+++ Data for processing +++
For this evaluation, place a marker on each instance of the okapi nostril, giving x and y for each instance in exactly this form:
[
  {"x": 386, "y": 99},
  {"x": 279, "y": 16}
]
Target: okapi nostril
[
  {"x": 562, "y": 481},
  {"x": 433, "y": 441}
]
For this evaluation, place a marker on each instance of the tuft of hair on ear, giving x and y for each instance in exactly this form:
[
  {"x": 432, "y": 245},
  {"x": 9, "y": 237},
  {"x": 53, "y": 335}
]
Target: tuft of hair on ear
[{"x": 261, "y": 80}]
+++
* Exercise goal: Put each line of the entries above into a numbered list, skipping any blank lines.

* Solution to this exercise:
1. For this evaluation, place a marker on each instance of the okapi nostril, giving x and y for each instance in exactly this form:
2. [
3.   {"x": 386, "y": 99},
4.   {"x": 279, "y": 16}
5. ]
6. Target: okapi nostril
7. [
8.   {"x": 562, "y": 481},
9.   {"x": 433, "y": 441}
10. ]
11. For this evaluation, place a marker on each instance of the tuft of hair on ear, giving x and y for each instance in exactly this form:
12. [
13.   {"x": 432, "y": 245},
14.   {"x": 9, "y": 237},
15.   {"x": 53, "y": 335}
16. ]
17. Target: tuft of hair on ear
18. [{"x": 261, "y": 80}]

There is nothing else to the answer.